Change "Give back" to "Return" in the entries from the line with "Point to one spot on every instance of the fingers" to the line with "[(150, 20)]", and give back only those lines with nothing else altered.

━━━ Task inputs ━━━

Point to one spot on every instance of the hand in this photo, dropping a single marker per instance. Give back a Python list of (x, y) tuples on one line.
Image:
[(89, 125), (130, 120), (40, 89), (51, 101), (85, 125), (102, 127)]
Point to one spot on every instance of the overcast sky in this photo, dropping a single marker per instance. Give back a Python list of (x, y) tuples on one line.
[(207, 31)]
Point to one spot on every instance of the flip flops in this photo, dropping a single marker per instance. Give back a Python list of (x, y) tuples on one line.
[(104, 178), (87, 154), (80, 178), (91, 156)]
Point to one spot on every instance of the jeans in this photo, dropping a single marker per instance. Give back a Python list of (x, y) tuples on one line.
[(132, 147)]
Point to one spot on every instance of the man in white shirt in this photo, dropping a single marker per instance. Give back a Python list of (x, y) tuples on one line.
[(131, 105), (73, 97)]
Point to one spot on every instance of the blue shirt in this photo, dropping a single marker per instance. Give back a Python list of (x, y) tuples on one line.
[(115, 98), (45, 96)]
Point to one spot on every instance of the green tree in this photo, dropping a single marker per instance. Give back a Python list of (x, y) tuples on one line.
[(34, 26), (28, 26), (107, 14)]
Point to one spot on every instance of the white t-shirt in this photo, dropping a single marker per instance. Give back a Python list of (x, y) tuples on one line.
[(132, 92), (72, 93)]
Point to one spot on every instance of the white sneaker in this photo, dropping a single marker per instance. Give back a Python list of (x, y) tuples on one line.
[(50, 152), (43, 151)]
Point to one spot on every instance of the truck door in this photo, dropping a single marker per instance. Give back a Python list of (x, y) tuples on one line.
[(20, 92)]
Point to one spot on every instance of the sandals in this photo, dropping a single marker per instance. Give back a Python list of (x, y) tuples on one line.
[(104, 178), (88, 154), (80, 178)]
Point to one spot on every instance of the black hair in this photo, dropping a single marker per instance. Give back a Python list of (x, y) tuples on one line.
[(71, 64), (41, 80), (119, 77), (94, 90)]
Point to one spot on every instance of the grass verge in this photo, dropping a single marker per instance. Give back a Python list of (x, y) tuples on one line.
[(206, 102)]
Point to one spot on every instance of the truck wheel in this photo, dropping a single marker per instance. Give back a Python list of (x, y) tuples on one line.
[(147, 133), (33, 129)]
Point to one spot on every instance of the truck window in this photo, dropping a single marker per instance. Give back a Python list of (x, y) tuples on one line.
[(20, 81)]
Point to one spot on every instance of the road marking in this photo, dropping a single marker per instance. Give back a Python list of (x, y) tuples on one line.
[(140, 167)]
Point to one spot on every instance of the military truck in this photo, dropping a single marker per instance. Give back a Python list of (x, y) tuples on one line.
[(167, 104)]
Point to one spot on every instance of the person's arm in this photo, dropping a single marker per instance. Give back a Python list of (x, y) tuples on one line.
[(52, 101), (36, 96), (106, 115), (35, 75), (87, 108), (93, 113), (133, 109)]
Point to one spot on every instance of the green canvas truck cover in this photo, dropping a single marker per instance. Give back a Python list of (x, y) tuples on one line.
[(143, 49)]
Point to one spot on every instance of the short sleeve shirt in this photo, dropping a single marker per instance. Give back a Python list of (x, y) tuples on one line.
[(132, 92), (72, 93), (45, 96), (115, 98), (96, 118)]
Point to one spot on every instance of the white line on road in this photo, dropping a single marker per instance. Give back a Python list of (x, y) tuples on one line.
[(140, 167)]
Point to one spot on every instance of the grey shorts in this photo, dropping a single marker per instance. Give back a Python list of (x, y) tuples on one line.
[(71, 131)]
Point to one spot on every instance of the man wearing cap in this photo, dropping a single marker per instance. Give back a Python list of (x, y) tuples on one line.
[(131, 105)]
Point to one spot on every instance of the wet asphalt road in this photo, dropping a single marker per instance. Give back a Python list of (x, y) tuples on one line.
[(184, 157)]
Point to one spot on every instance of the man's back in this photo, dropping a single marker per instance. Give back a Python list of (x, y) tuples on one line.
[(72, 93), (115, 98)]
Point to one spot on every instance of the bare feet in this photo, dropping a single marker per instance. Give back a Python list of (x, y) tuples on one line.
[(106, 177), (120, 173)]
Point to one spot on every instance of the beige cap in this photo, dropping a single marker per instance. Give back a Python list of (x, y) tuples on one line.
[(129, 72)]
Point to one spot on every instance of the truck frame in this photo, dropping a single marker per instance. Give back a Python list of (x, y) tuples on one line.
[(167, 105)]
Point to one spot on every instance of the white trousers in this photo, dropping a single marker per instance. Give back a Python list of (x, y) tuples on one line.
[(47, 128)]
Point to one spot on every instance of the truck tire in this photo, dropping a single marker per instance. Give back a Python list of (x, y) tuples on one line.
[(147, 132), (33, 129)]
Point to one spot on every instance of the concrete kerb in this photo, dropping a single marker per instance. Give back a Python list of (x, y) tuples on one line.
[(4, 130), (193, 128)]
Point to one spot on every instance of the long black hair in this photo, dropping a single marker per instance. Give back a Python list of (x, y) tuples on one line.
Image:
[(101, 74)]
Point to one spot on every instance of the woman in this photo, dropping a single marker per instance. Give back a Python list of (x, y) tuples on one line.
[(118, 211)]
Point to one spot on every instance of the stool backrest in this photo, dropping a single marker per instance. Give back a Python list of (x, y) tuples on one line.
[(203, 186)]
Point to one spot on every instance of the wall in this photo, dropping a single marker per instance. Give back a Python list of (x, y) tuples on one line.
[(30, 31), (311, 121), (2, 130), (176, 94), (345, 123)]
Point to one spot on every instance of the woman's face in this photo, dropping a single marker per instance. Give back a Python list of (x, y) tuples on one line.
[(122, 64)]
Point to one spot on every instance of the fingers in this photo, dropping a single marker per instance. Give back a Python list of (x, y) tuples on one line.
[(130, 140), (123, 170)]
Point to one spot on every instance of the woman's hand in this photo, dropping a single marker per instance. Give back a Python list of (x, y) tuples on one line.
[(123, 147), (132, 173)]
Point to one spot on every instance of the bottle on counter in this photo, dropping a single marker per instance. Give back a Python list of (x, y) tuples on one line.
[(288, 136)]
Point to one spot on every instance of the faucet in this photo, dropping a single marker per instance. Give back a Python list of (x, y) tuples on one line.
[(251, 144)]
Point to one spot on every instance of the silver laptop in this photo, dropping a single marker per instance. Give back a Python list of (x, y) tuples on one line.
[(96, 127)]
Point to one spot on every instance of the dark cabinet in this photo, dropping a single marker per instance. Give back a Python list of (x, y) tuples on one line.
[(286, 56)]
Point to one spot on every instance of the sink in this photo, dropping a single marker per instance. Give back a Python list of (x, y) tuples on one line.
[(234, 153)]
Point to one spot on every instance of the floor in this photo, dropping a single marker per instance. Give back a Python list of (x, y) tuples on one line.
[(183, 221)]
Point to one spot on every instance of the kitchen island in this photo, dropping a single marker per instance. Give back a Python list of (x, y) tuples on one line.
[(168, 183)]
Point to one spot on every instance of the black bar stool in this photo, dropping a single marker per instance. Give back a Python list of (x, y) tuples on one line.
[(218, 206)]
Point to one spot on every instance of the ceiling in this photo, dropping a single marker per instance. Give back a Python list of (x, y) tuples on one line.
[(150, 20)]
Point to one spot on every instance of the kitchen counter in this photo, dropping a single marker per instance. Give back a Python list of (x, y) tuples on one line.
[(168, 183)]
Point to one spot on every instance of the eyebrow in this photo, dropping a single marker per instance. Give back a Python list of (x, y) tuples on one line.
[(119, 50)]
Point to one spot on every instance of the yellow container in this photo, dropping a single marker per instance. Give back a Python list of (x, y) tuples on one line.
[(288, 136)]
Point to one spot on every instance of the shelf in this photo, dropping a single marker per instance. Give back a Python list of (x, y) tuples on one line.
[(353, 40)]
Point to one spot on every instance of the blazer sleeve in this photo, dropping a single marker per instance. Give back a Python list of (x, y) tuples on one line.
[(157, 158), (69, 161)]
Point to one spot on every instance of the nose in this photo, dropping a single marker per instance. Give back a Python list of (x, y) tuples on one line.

━━━

| Correct response |
Point to one spot on every instance of the fingers in this photo, dropping a single marker per instance. Return a Python list of (x, y) tuples on one line.
[(130, 140), (123, 170)]
Point to one spot on every instance of the woman's hand in this photo, dropping a single marker per instance. Return a Python list of (x, y) tuples on one line.
[(123, 147), (132, 173)]
Point to one spot on every instance of the bottle on counter in this photo, dropping a single marker per instance. Return a Python list of (x, y) tuples on one line.
[(288, 136)]
Point to one spot on every instance of the faucet in this photo, dropping a single marker per instance. Return a Python list of (x, y) tuples on one line.
[(251, 144)]
Point to one spot on every instance of the silver laptop in this photo, dropping a single marker per instance. Return a Python list of (x, y) tuples on one line.
[(96, 127)]
Point to one spot on every instance of the dark cabinet in this photo, dropping a single marker per instance. Return a Python list of (x, y) tuples on one line.
[(286, 56)]
Point to one spot on every instance of the sink in this photo, dropping a single marker per instance. Return a Python list of (x, y) tuples on one line.
[(234, 153)]
Point to one spot on every instance of the floor in this photo, dropping a single marker per instance. Return a Python list of (x, y) tuples on one line.
[(183, 221)]
Point to one spot on every instance of the kitchen island in this photo, dropping a single marker per instance. Return a Python list of (x, y) tuples on one line.
[(168, 183)]
Point to one spot on every instance of the black bar stool in this photo, dropping a single marker per instance. Return a Python list of (x, y) tuples on one line.
[(218, 206)]
Point to one spot on every instance of the ceiling in this photo, dropping a single marker per instance. Return a Python list of (x, y) tuples on one line.
[(150, 20)]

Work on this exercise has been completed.